[Dataset records]
****************

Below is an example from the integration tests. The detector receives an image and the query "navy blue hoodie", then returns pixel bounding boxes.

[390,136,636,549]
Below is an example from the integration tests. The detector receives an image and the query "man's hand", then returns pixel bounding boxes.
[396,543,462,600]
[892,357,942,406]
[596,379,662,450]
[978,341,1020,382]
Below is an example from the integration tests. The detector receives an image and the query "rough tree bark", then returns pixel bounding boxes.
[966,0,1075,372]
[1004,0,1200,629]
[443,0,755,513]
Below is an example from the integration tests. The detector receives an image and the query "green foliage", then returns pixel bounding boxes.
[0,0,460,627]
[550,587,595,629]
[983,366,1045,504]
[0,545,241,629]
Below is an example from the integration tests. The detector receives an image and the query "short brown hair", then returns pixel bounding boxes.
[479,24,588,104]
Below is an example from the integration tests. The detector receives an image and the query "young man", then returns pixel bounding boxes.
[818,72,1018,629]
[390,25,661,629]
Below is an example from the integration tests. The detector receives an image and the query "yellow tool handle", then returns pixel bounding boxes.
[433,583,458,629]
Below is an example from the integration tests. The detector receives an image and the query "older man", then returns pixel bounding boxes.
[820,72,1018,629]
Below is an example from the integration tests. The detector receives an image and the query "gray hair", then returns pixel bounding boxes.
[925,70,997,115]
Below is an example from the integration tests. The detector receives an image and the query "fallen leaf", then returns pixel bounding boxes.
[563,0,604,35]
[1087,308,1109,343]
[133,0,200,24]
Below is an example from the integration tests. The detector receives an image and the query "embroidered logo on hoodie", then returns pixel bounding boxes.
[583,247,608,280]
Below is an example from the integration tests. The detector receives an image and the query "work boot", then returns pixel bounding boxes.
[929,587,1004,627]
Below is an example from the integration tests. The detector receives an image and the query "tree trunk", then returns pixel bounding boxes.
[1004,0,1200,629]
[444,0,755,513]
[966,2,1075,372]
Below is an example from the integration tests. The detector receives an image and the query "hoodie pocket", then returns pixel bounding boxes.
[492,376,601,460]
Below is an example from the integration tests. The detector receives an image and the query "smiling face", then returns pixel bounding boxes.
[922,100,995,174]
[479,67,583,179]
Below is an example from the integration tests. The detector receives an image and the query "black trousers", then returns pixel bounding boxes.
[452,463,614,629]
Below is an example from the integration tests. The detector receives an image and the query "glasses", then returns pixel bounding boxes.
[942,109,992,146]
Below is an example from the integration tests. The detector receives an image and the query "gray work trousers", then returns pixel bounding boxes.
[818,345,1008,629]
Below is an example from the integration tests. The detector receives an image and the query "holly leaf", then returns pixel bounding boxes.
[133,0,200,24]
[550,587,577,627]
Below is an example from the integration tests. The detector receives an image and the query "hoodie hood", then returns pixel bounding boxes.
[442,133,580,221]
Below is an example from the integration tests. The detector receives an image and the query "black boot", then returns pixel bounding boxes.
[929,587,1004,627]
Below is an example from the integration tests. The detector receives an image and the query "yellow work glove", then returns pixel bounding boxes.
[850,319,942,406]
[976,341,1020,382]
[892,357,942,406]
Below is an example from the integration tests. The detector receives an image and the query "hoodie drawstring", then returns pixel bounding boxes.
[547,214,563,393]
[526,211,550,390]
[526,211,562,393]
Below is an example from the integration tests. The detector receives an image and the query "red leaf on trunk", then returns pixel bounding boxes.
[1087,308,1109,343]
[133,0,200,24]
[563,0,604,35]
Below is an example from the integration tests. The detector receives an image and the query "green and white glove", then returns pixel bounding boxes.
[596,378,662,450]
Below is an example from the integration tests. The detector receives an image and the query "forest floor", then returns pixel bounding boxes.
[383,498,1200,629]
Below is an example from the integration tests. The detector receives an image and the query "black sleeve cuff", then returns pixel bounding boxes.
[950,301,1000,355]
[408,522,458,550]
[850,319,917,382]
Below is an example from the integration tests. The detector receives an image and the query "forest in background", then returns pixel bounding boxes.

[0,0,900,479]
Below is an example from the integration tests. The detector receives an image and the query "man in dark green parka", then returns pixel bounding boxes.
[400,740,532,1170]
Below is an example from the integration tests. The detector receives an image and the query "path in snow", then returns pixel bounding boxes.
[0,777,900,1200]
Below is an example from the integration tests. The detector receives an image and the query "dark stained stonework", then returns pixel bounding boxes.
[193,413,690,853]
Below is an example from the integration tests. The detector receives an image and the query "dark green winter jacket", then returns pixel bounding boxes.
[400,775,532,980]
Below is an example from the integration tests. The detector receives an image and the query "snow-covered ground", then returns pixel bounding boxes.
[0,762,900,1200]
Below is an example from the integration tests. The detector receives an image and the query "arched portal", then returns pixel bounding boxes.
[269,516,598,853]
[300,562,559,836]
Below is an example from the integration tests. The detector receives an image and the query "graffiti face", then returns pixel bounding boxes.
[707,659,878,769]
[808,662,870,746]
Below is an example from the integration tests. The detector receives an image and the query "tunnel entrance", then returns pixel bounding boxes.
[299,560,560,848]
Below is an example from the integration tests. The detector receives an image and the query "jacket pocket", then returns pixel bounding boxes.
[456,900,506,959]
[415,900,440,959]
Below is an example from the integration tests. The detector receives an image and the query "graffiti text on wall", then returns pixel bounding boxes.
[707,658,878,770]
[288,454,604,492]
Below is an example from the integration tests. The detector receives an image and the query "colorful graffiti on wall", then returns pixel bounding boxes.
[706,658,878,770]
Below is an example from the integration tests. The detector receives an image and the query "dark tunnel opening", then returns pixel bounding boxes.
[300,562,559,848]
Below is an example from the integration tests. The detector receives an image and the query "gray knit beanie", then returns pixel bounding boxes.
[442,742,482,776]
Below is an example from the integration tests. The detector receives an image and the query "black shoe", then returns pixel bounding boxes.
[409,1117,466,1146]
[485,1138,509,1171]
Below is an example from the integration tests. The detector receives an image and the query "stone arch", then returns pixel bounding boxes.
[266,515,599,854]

****************

The task:
Please rewrite the data from its start through the line containing "[978,341,1020,382]" as a two-column CSV headed input and output, one row per item. Put each item's text under input and its answer under output, quoting every field and turning line breaks into spaces.

Task response:
input,output
"Below is an example from the integration tests. The detector receives an image and the query ""navy blue hoodie"", then returns pixel bounding boxes.","[390,136,636,549]"
"Below is an example from the integration tests. The detector receives an image and the query ""man's hand"", then returns pixel bounding boxes.","[396,543,462,600] [892,357,942,406] [596,379,662,450] [978,341,1020,382]"